Data shown:
-*-*-

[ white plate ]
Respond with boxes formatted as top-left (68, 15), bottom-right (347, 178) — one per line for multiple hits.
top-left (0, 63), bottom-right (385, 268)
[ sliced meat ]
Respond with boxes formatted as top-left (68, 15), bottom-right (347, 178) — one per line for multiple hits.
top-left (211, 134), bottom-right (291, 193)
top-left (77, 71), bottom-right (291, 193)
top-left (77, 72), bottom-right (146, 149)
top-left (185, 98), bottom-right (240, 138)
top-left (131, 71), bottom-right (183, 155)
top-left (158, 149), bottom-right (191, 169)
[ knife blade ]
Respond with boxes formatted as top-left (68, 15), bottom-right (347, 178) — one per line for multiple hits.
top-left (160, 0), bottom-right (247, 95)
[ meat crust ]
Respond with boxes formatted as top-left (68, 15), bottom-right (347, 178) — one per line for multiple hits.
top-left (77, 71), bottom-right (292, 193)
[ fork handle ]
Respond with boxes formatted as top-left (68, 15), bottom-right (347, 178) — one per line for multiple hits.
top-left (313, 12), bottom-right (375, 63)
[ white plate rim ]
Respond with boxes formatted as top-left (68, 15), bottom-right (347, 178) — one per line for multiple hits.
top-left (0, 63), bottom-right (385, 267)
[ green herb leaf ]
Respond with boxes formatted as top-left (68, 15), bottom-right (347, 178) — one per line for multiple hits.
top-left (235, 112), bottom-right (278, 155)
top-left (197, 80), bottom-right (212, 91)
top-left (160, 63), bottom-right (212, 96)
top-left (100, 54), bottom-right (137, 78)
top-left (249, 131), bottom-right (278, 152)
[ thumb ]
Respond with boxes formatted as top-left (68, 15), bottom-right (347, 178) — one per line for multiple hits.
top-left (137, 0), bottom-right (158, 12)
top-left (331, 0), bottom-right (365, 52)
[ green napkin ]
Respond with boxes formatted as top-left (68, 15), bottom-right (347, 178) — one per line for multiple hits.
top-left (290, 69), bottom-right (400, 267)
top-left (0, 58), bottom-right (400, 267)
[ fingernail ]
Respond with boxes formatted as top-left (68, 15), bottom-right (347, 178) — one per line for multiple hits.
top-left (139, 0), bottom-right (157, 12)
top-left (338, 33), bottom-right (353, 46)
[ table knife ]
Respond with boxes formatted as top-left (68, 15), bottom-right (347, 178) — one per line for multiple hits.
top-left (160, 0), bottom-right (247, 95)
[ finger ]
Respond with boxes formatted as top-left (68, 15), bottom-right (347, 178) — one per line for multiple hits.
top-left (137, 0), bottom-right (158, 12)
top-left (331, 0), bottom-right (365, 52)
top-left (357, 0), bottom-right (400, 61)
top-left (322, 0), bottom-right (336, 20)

-*-*-

Objective: Rewrite the records from the line with "[ white plate rim ]" up to and including the line with "top-left (249, 131), bottom-right (278, 152)", putting "parsley" in place of "herb" and leaving everything else unchanged.

Full output:
[ white plate rim ]
Respond with boxes formatted as top-left (68, 15), bottom-right (347, 178) — one per line for multiple hits.
top-left (0, 63), bottom-right (385, 267)
[ green parsley leaf ]
Respond with boxes formatted as top-left (68, 15), bottom-right (347, 178) — one per line for multiple hits.
top-left (235, 112), bottom-right (278, 155)
top-left (197, 80), bottom-right (212, 91)
top-left (160, 63), bottom-right (212, 96)
top-left (100, 54), bottom-right (137, 78)
top-left (249, 131), bottom-right (278, 152)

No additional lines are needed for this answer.